What are Behavioral Learning Theories?

These are principles, tenets, and rationales of learning that emphasize perceived changes in an individual’s conduct. The overall focus of behavioral learning remains on the concept that all behaviors are learned via interaction with the environment. The practice of behavioral learning theories is important for educators as they affect how pupils behave and react in a classroom and suggests how instructors can directly influence their pupils to behave appropriately.

Behavioral learning is based on the following major theories:

Classical conditioning: Ivan Pavlov discovered this concept during his dogs’ digestive systems experiments. According to this theory, learning happens when an association is developed between a naturally occurring stimulus and a previously neutral stimulus. Pavlov paired the food’s natural stimulus with a bell’s sound. The dogs would naturally start to salivate in response to the food. However, after several associations, the dogs would salivate to the bell’s sound alone.

_Supplied entries_.
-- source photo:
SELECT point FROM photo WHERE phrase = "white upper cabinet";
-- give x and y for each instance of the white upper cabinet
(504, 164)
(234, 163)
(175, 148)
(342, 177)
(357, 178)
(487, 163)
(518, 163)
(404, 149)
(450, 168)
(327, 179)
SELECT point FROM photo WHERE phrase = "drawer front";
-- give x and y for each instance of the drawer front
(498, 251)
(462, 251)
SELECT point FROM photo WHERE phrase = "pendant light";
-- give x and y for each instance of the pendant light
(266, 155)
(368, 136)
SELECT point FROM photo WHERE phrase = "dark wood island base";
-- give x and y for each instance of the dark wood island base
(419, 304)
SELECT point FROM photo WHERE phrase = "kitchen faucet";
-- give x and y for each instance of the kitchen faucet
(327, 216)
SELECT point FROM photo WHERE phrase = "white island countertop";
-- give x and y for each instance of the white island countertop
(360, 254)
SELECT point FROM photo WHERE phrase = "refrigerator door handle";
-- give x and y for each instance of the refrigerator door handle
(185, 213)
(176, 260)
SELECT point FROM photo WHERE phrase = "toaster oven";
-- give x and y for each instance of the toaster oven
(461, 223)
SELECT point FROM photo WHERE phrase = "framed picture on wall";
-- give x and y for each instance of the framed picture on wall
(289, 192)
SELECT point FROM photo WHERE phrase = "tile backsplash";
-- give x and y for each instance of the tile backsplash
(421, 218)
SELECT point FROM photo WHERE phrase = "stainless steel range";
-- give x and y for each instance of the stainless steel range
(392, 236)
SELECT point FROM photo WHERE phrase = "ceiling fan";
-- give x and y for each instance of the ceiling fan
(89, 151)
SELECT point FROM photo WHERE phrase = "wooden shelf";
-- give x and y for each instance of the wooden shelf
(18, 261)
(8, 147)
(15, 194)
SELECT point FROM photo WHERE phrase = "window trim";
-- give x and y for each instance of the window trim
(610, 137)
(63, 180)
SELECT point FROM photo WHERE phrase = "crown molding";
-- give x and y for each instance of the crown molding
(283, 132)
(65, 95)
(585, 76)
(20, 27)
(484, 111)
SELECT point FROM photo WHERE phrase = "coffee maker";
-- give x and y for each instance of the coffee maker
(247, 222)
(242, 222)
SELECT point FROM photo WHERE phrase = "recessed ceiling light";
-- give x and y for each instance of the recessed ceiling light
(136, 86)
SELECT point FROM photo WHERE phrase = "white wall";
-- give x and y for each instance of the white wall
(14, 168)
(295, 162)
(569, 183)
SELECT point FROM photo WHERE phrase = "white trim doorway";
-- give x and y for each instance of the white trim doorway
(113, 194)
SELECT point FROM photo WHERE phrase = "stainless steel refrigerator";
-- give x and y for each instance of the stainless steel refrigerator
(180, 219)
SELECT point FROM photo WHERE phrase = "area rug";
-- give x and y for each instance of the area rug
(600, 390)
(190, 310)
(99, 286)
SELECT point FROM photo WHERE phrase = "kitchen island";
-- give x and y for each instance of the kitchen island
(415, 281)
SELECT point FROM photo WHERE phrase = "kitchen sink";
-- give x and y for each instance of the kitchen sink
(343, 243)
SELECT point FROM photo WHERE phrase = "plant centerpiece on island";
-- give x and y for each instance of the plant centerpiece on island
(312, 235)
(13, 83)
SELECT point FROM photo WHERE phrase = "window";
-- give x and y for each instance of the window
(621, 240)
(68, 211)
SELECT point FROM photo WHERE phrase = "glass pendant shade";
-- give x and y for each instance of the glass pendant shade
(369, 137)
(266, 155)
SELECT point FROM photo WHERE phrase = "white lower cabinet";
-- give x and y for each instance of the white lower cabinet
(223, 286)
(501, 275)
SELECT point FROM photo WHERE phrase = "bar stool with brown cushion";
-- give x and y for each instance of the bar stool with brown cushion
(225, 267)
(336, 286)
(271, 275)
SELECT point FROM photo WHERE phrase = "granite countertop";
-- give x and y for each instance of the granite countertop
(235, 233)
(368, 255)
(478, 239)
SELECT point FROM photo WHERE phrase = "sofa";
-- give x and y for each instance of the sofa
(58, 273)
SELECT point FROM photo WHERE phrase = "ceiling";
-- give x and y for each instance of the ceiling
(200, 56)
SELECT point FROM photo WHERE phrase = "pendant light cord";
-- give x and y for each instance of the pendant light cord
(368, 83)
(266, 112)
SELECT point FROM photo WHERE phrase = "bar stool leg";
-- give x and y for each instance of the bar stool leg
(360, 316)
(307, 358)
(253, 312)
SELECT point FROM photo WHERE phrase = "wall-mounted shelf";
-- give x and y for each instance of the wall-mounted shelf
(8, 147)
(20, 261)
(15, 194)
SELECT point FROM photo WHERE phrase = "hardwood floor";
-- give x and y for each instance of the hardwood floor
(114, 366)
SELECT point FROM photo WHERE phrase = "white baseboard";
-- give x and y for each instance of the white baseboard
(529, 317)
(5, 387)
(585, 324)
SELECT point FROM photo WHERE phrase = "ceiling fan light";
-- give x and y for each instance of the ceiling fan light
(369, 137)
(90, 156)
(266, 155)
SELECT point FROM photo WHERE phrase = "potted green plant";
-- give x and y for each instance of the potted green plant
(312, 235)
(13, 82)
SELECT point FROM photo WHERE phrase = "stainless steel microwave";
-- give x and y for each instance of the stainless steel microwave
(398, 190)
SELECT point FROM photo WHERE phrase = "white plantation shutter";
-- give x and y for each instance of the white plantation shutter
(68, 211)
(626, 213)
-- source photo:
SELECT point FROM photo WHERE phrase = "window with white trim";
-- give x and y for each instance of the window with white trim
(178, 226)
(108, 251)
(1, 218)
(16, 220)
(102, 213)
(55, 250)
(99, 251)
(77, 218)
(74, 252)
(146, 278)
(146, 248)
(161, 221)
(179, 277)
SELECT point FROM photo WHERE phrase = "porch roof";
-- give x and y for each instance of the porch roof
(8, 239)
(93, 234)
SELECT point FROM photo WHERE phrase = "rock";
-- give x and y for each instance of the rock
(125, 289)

_Directions for this task_. Can you carry on the text about behavioral learning theories, starting after its last sentence? The lines are separate material with no tie to the text on behavioral learning theories.

_Expected answer_.
Classical conditioning is one of the basic ways people learn about the world around them. But it’s far more than only a theory of learning. It’s also possibly a theory of identity. For example, once a person comprehends classical conditioning, he/she will recognize almost everything, from favorite clothes, music to even political candidates – all may be the outcome of the same procedure that makes a doll drool at the bell’s sound.

Operant conditioning: This theory, also known as instrumental conditioning or Skinnerian conditioning, was first introduced by Edward Thorndike and later developed by B.F. Skinner. This is a behavior modification method that utilizes positive and negative reinforcements to modify or shape a person’s behavior. Like classical conditioning, this theory also depends on forming associations. Here, associations are developed between behavior and that behavior’s consequences. When a behavior results in a desirable outcome, it becomes more likely that the person will repeat it in the future. If the actions result in a negative consequence, the behavior becomes less likely to happen.

Observational learning: This refers to a process in which learning happens by imitating and observing others. According to Albert Bandura’s social learning theory, in addition to learning through conditioning, individuals also learn through imitating and observing others’ actions. Through his famous Bobo doll experiment, Bandura demonstrated the ease with which kids could be led to copy even negative actions.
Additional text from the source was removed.